> _Given instruction_: Using the entries below, transcribe exactly the line containing "Task: for the roadway count, mark the blue" and each line that follows it to the end.

[Pointing and labeling entries]

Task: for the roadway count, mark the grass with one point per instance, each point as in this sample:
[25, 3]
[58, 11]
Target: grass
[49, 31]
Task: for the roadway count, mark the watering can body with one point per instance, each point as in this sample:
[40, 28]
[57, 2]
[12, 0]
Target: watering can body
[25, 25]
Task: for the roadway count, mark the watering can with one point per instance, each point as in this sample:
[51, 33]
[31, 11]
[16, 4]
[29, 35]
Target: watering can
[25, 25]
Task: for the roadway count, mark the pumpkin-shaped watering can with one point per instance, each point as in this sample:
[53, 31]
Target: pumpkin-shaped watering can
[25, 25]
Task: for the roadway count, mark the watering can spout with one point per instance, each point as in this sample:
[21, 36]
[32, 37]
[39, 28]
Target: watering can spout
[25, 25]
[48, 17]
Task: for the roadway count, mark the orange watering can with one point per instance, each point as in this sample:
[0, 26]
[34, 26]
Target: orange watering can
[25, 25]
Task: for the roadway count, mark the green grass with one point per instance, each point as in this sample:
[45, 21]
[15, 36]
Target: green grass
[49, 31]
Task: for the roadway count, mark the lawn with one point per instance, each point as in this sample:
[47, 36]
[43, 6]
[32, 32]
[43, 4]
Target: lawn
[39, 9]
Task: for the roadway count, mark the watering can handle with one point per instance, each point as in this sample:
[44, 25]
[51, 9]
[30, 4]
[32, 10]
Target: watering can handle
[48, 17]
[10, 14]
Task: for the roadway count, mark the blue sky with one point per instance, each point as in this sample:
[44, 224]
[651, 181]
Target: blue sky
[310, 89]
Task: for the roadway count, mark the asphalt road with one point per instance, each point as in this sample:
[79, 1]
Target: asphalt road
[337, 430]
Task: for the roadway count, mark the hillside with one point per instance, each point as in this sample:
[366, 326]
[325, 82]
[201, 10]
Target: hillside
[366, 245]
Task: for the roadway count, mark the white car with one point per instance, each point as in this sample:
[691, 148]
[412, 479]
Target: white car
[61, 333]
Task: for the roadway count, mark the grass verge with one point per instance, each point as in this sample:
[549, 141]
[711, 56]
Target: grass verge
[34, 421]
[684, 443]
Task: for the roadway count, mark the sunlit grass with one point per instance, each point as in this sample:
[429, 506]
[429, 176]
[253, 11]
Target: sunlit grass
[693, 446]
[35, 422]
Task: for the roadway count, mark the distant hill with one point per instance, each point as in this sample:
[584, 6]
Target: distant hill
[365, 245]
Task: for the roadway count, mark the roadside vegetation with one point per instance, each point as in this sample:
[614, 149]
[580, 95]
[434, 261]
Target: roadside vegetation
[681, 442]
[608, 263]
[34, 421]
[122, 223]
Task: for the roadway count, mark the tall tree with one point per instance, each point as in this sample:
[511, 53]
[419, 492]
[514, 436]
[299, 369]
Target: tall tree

> _Task output_:
Task: for the roadway count, mark the blue sky with one point per instance, each point as in this sample:
[44, 224]
[651, 181]
Target: blue sky
[310, 89]
Task: for the roadway count, mark the asphalt road with one point per instance, each point as in this sample:
[79, 1]
Target: asphalt road
[337, 430]
Task: for the roadway count, mark the hillside with one point per instance, each point as in this sample:
[366, 326]
[325, 82]
[201, 10]
Target: hillside
[366, 245]
Task: for the roadway count, mark the white car with one point per instance, each point as in this sample:
[691, 148]
[412, 479]
Target: white car
[61, 333]
Task: for the roadway count, mark the grass verge with one point per instance, each point as in this sample:
[549, 141]
[711, 56]
Target: grass verge
[34, 421]
[684, 443]
Task: for the roadway count, mark the sunlit grass with one point per instance, each point as in this sample:
[429, 506]
[429, 176]
[253, 11]
Target: sunlit grass
[693, 446]
[35, 422]
Task: for the roadway count, mark the distant hill with one point per instance, each point as in this sample:
[584, 6]
Target: distant hill
[365, 245]
Task: for the roadway count, mark the roadside vegetation with one point per instance, each point as in this sample:
[614, 149]
[580, 95]
[434, 261]
Target: roadside vegetation
[681, 442]
[608, 263]
[34, 421]
[122, 223]
Task: for the roadway count, mark the tall tree with one point per instance, each point as in this sample:
[511, 53]
[419, 492]
[514, 436]
[299, 369]
Target: tall tree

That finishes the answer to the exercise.